# GOAL OF THE EXERCISE
Restate every entry verbatim; drop the pictures.

# PROVIDED MATERIAL
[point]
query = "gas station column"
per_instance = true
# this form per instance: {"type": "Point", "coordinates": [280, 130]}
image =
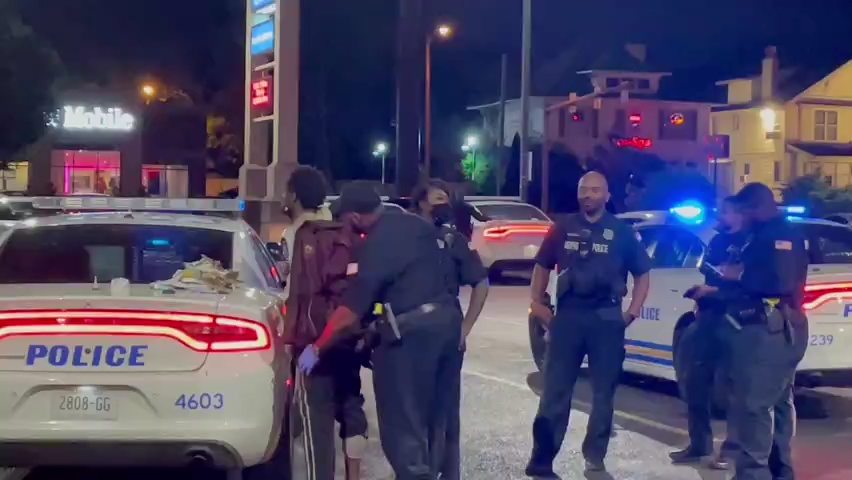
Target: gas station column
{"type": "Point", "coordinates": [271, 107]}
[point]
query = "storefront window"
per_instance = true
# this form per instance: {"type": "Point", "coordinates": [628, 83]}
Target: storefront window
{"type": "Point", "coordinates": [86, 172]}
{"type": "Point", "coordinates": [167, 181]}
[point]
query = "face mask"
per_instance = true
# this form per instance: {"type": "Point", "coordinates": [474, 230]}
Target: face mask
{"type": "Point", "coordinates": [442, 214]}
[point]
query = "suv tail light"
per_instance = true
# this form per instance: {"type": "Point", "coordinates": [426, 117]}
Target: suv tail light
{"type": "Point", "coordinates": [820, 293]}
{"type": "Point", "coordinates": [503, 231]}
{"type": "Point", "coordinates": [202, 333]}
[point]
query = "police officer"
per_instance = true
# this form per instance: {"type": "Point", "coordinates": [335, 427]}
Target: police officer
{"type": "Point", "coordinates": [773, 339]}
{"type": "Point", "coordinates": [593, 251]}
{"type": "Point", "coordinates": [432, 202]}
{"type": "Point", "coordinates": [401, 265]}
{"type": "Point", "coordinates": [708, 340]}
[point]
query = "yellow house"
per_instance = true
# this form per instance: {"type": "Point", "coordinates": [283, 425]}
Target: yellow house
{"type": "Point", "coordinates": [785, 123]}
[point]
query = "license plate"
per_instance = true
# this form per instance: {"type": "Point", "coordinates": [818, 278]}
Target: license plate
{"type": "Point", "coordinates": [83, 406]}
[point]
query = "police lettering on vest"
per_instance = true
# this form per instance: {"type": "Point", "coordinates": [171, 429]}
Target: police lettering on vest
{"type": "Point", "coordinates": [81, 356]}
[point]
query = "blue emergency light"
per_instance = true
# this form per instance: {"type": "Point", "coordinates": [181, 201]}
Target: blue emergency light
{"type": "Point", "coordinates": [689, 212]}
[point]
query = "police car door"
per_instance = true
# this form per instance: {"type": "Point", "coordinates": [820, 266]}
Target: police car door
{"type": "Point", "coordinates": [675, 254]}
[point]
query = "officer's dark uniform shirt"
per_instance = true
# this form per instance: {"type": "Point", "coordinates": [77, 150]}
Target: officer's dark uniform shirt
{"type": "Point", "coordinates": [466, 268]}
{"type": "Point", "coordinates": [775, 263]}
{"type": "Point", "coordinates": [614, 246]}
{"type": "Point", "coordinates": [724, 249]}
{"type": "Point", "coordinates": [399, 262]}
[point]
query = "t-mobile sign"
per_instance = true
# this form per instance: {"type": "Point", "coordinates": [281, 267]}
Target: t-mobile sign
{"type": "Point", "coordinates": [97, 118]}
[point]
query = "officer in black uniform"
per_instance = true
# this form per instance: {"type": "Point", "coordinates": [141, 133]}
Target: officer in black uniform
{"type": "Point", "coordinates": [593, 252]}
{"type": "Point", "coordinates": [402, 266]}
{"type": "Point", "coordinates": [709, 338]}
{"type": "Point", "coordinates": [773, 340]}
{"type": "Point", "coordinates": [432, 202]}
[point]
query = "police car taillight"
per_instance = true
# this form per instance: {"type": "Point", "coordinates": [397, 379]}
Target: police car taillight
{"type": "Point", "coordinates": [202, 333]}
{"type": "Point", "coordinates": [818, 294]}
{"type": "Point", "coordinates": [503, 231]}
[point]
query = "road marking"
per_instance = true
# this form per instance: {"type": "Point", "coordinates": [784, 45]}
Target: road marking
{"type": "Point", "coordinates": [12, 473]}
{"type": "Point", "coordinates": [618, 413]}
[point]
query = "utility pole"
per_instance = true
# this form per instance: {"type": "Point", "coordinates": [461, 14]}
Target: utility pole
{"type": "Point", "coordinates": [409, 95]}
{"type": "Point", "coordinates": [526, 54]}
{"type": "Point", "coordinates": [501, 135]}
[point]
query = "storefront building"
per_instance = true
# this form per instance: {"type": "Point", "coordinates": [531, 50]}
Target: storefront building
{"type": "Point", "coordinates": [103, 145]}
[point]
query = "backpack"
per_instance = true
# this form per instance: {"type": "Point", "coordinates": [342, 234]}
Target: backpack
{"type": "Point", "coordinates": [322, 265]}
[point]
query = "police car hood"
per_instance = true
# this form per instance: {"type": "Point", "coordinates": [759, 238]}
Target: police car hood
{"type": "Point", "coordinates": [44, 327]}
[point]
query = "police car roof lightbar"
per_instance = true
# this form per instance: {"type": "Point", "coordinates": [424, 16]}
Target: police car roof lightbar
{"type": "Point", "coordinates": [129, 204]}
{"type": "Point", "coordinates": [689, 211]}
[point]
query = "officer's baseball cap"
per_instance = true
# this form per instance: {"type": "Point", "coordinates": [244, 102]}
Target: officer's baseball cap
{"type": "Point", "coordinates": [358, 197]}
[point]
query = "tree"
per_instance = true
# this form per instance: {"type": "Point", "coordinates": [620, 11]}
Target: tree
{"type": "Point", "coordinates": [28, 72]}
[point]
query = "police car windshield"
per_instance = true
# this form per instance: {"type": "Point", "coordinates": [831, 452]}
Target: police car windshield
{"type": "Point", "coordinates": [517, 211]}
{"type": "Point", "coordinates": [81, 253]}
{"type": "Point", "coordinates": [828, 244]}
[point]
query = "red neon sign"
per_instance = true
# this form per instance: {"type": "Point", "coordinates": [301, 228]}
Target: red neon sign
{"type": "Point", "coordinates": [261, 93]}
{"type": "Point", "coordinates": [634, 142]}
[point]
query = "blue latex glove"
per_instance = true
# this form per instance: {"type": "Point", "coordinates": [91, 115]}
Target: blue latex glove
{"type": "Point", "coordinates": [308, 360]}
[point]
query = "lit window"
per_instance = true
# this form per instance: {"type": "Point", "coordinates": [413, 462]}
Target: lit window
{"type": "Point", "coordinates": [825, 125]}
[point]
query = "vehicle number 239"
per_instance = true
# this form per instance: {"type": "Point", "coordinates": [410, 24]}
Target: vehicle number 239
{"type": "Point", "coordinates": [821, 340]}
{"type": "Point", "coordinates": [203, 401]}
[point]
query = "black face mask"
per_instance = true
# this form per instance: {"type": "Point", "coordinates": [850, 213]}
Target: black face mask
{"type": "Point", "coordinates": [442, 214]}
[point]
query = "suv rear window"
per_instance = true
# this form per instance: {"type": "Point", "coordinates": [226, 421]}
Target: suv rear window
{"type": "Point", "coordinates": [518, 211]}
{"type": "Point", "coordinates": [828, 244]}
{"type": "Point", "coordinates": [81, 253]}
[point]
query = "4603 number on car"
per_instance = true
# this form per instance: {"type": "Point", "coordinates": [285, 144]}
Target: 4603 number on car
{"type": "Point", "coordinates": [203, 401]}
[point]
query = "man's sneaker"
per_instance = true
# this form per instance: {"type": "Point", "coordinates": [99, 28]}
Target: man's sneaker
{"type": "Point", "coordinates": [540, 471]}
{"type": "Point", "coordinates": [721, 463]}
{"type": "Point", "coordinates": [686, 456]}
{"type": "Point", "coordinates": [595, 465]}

# ANSWER TO THIS EXERCISE
[point]
query = "gas station column"
per_instance = true
# this form per instance: {"type": "Point", "coordinates": [280, 130]}
image =
Target: gas station column
{"type": "Point", "coordinates": [271, 107]}
[point]
query = "storefront window"
per_instance = true
# this form per instance: {"type": "Point", "coordinates": [628, 83]}
Target: storefront window
{"type": "Point", "coordinates": [86, 172]}
{"type": "Point", "coordinates": [167, 181]}
[point]
query = "face mask"
per_instance = true
# this form per instance: {"type": "Point", "coordinates": [474, 230]}
Target: face mask
{"type": "Point", "coordinates": [442, 214]}
[point]
query = "suv tail light"
per_instance = true
# this form per instance: {"type": "Point", "coordinates": [426, 117]}
Target: suv tail light
{"type": "Point", "coordinates": [820, 293]}
{"type": "Point", "coordinates": [503, 231]}
{"type": "Point", "coordinates": [202, 333]}
[point]
query = "police officer"
per_instance = true
# this form per instance: {"type": "Point", "coordinates": [335, 427]}
Target: police officer
{"type": "Point", "coordinates": [773, 339]}
{"type": "Point", "coordinates": [593, 251]}
{"type": "Point", "coordinates": [432, 202]}
{"type": "Point", "coordinates": [401, 265]}
{"type": "Point", "coordinates": [708, 340]}
[point]
query = "yellow house"
per_instance = true
# this form per instance: {"type": "Point", "coordinates": [283, 425]}
Target: yellow house
{"type": "Point", "coordinates": [785, 123]}
[point]
query = "license plate"
per_instance = true
# this form per instance: {"type": "Point", "coordinates": [818, 278]}
Target: license plate
{"type": "Point", "coordinates": [83, 406]}
[point]
query = "police lettering on vest"
per_instance = true
# this form per instance: {"type": "Point", "coordinates": [171, 429]}
Target: police lettering on vest
{"type": "Point", "coordinates": [81, 356]}
[point]
query = "blue emergency light"
per_instance = true
# this form per instance: {"type": "Point", "coordinates": [181, 201]}
Target: blue emergency light
{"type": "Point", "coordinates": [689, 212]}
[point]
query = "police car door"
per_instance = true
# this form per instance: {"type": "Point", "coordinates": [820, 266]}
Target: police car door
{"type": "Point", "coordinates": [675, 254]}
[point]
query = "officer's dark uniform shirt"
per_instance = true
# this form per instance: {"type": "Point", "coordinates": [77, 150]}
Target: officer's dark uniform shirt
{"type": "Point", "coordinates": [466, 268]}
{"type": "Point", "coordinates": [775, 263]}
{"type": "Point", "coordinates": [614, 246]}
{"type": "Point", "coordinates": [724, 249]}
{"type": "Point", "coordinates": [399, 262]}
[point]
query = "t-mobile sign"
per_instance = true
# this form per instance: {"type": "Point", "coordinates": [281, 267]}
Target: t-mobile sign
{"type": "Point", "coordinates": [97, 118]}
[point]
query = "officer in black uniform"
per_instance = true
# this form per instance: {"type": "Point", "coordinates": [141, 133]}
Target: officer in black uniform
{"type": "Point", "coordinates": [593, 252]}
{"type": "Point", "coordinates": [402, 266]}
{"type": "Point", "coordinates": [709, 338]}
{"type": "Point", "coordinates": [773, 340]}
{"type": "Point", "coordinates": [432, 202]}
[point]
query = "police car taillight"
per_instance = true
# this form per instance: {"type": "Point", "coordinates": [397, 379]}
Target: police car taillight
{"type": "Point", "coordinates": [202, 333]}
{"type": "Point", "coordinates": [818, 294]}
{"type": "Point", "coordinates": [503, 231]}
[point]
query = "road marking"
per_instance = true
# this form per instance: {"type": "Point", "coordinates": [784, 45]}
Target: road marking
{"type": "Point", "coordinates": [12, 473]}
{"type": "Point", "coordinates": [618, 413]}
[point]
query = "utility pole"
per_instance = true
# this form per instance: {"type": "Point", "coordinates": [461, 14]}
Target: utility pole
{"type": "Point", "coordinates": [409, 95]}
{"type": "Point", "coordinates": [526, 54]}
{"type": "Point", "coordinates": [501, 135]}
[point]
query = "storefront building"
per_instance = true
# this form per instance: {"type": "Point", "coordinates": [531, 50]}
Target: storefront building
{"type": "Point", "coordinates": [103, 145]}
[point]
query = "backpack"
per_instance = true
# this form per instance: {"type": "Point", "coordinates": [342, 234]}
Target: backpack
{"type": "Point", "coordinates": [322, 265]}
[point]
query = "police car hood"
per_instance = true
# this form per instance: {"type": "Point", "coordinates": [759, 238]}
Target: police car hood
{"type": "Point", "coordinates": [44, 327]}
[point]
query = "police car roof lightbar"
per_instance = true
# this form per instance: {"type": "Point", "coordinates": [424, 16]}
Target: police car roof lightbar
{"type": "Point", "coordinates": [129, 204]}
{"type": "Point", "coordinates": [689, 211]}
[point]
query = "officer's baseball cap"
per_instance = true
# this form per instance: {"type": "Point", "coordinates": [244, 102]}
Target: officer's baseball cap
{"type": "Point", "coordinates": [358, 197]}
[point]
query = "tree"
per_instance = true
# this form per instance: {"type": "Point", "coordinates": [620, 11]}
Target: tree
{"type": "Point", "coordinates": [28, 72]}
[point]
query = "police car windshield"
per_instance = true
# this form per instance: {"type": "Point", "coordinates": [831, 452]}
Target: police car windshield
{"type": "Point", "coordinates": [517, 211]}
{"type": "Point", "coordinates": [81, 253]}
{"type": "Point", "coordinates": [828, 244]}
[point]
query = "red neon sign"
per_instance = true
# this form per instance: {"type": "Point", "coordinates": [301, 228]}
Target: red neon sign
{"type": "Point", "coordinates": [261, 93]}
{"type": "Point", "coordinates": [634, 142]}
[point]
query = "blue latex glove"
per_instance = true
# this form per instance: {"type": "Point", "coordinates": [91, 115]}
Target: blue latex glove
{"type": "Point", "coordinates": [308, 360]}
[point]
query = "lit window"
per_instance = true
# this form per instance: {"type": "Point", "coordinates": [413, 462]}
Target: lit window
{"type": "Point", "coordinates": [825, 125]}
[point]
query = "vehicle number 239"
per_instance = true
# this form per instance: {"type": "Point", "coordinates": [410, 24]}
Target: vehicle number 239
{"type": "Point", "coordinates": [821, 340]}
{"type": "Point", "coordinates": [203, 401]}
[point]
query = "black face mask"
per_instance = true
# this form per instance: {"type": "Point", "coordinates": [850, 213]}
Target: black face mask
{"type": "Point", "coordinates": [442, 214]}
[point]
query = "suv rear window"
per_instance = true
# this form per instance: {"type": "Point", "coordinates": [226, 421]}
Target: suv rear window
{"type": "Point", "coordinates": [518, 211]}
{"type": "Point", "coordinates": [828, 244]}
{"type": "Point", "coordinates": [81, 253]}
[point]
query = "4603 number on car"
per_instance = true
# this form per instance: {"type": "Point", "coordinates": [285, 144]}
Target: 4603 number on car
{"type": "Point", "coordinates": [203, 401]}
[point]
query = "man's sneaker"
per_instance = true
# this form per instance: {"type": "Point", "coordinates": [99, 28]}
Target: man's sneaker
{"type": "Point", "coordinates": [540, 471]}
{"type": "Point", "coordinates": [721, 463]}
{"type": "Point", "coordinates": [686, 456]}
{"type": "Point", "coordinates": [595, 465]}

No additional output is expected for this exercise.